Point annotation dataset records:
►
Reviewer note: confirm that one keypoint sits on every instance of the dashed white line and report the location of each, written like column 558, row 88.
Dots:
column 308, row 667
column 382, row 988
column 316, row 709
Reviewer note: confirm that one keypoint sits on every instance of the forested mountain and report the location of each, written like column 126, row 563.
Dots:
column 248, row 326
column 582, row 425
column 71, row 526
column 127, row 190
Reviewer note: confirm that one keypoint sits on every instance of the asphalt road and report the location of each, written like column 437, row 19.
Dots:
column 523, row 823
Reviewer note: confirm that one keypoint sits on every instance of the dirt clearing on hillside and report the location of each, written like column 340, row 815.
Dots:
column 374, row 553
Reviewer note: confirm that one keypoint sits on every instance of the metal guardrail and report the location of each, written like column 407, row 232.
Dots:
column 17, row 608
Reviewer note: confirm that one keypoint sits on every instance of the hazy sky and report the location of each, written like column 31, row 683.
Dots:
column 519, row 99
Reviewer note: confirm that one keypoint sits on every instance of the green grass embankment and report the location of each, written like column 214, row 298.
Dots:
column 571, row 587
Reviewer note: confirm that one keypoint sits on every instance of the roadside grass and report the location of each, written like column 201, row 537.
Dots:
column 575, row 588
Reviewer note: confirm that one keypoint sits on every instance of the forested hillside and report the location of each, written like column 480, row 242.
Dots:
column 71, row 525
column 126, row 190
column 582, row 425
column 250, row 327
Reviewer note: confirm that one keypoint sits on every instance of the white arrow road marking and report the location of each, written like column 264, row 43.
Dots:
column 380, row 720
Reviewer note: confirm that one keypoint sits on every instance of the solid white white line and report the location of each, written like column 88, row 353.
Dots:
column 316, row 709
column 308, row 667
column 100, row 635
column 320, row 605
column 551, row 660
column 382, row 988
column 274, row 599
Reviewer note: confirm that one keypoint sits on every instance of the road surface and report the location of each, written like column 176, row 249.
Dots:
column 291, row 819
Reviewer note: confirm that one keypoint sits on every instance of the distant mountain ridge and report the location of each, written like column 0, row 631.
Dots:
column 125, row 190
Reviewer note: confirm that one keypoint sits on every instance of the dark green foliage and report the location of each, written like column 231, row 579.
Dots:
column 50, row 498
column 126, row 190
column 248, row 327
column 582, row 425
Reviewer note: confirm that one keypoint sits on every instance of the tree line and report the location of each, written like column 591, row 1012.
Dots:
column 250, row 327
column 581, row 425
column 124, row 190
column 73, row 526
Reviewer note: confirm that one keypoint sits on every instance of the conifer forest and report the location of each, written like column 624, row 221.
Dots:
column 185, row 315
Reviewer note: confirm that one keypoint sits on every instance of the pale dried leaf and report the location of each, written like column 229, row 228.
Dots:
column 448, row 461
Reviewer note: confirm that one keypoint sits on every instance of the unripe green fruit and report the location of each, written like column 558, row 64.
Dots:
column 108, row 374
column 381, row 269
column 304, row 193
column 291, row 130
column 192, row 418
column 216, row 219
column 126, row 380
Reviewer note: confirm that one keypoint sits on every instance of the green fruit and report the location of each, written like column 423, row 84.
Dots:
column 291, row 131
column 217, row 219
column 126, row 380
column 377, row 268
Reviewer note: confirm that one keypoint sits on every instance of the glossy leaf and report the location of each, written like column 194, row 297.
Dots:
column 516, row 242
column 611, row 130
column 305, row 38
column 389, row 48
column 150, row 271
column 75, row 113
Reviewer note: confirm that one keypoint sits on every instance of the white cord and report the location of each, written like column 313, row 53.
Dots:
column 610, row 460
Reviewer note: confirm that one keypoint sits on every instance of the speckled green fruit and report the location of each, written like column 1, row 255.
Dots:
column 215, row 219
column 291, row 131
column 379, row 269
◄
- Set task:
Output every line of the records above as a JSON list of strings, one string per line, leaving out any blank lines.

- Full solution:
[
  "Reviewer note: confirm that one keypoint sits on every instance of the dashed white line and report the location of each, written like column 558, row 88.",
  "Dots:",
  "column 308, row 667",
  "column 382, row 988",
  "column 316, row 709",
  "Reviewer note: confirm that one keypoint sits on every instance of the forested mountain and report the location of each, written like column 126, row 563.",
  "Dots:",
  "column 248, row 326",
  "column 582, row 425",
  "column 71, row 526",
  "column 127, row 190",
  "Reviewer note: confirm that one keypoint sits on every instance of the asphalt road and report the location of each, written like column 437, row 19.",
  "Dots:",
  "column 523, row 823",
  "Reviewer note: confirm that one keypoint sits on every instance of the dirt clearing on hillside and report the location of each, written like column 340, row 815.",
  "Dots:",
  "column 374, row 553",
  "Reviewer note: confirm that one keypoint sits on every instance of the metal guardrail and report the location of each, written like column 407, row 232.",
  "Dots:",
  "column 17, row 608",
  "Reviewer note: confirm that one keypoint sits on every instance of the hazy sky and report the location of each, written like column 31, row 683.",
  "Dots:",
  "column 519, row 99",
  "Reviewer note: confirm that one keypoint sits on every instance of the green grass embankment and report the location of each, written like column 214, row 298.",
  "Dots:",
  "column 571, row 587",
  "Reviewer note: confirm that one keypoint sits on every instance of the roadside grass and report the location of each, written like column 201, row 537.",
  "Dots:",
  "column 575, row 588",
  "Reviewer note: confirm that one keypoint sits on every instance of the forested hillside and report the location of each, written like column 480, row 242.",
  "Dots:",
  "column 71, row 525",
  "column 126, row 190",
  "column 582, row 425",
  "column 250, row 327",
  "Reviewer note: confirm that one keypoint sits on every instance of the white arrow road marking and report the location of each, written like column 264, row 43.",
  "Dots:",
  "column 380, row 720",
  "Reviewer note: confirm that one keypoint sits on every instance of the solid white white line and report the location of each, written like column 88, row 353.",
  "Dots:",
  "column 316, row 709",
  "column 308, row 667",
  "column 100, row 635",
  "column 320, row 605",
  "column 551, row 660",
  "column 382, row 988",
  "column 274, row 599",
  "Reviewer note: confirm that one keypoint sits on every instance of the road surface and report the location of each, written like column 176, row 249.",
  "Dots:",
  "column 291, row 819",
  "Reviewer note: confirm that one keypoint sits on every instance of the distant mountain ridge and report the location of each, written like column 0, row 631.",
  "Dots:",
  "column 125, row 190",
  "Reviewer note: confirm that one keypoint sits on every instance of the dark green foliage and report the location of each, written like column 231, row 579.",
  "Dots:",
  "column 50, row 498",
  "column 126, row 190",
  "column 248, row 327",
  "column 582, row 425",
  "Reviewer note: confirm that one keypoint sits on every instance of the tree line and report the location of each, written like column 591, row 1012.",
  "Dots:",
  "column 250, row 327",
  "column 581, row 425",
  "column 124, row 190",
  "column 73, row 526",
  "Reviewer note: confirm that one keypoint sits on every instance of the conifer forest and report the location of each, written like column 624, row 221.",
  "Dots:",
  "column 185, row 315",
  "Reviewer note: confirm that one keypoint sits on every instance of the pale dried leaf and report the location of each, written like column 229, row 228.",
  "Dots:",
  "column 448, row 461",
  "Reviewer note: confirm that one keypoint sits on every instance of the unripe green fruit and report the location of each, written like column 558, row 64.",
  "Dots:",
  "column 108, row 374",
  "column 381, row 269",
  "column 304, row 193",
  "column 291, row 130",
  "column 192, row 418",
  "column 216, row 219",
  "column 126, row 380",
  "Reviewer note: confirm that one keypoint sits on every instance of the green fruit and report the location of each, written like column 423, row 84.",
  "Dots:",
  "column 291, row 131",
  "column 217, row 219",
  "column 126, row 380",
  "column 377, row 268",
  "Reviewer note: confirm that one keypoint sits on every instance of the glossy leaf and report the location of each, written like column 194, row 297.",
  "Dots:",
  "column 516, row 242",
  "column 611, row 130",
  "column 305, row 38",
  "column 389, row 48",
  "column 150, row 271",
  "column 75, row 113",
  "Reviewer note: confirm that one keypoint sits on every instance of the white cord and report the location of each, written like column 313, row 53.",
  "Dots:",
  "column 610, row 460",
  "Reviewer note: confirm that one keypoint sits on every instance of the speckled green fruit and report the location of each, written like column 1, row 255.",
  "Dots:",
  "column 215, row 219",
  "column 291, row 131",
  "column 379, row 269"
]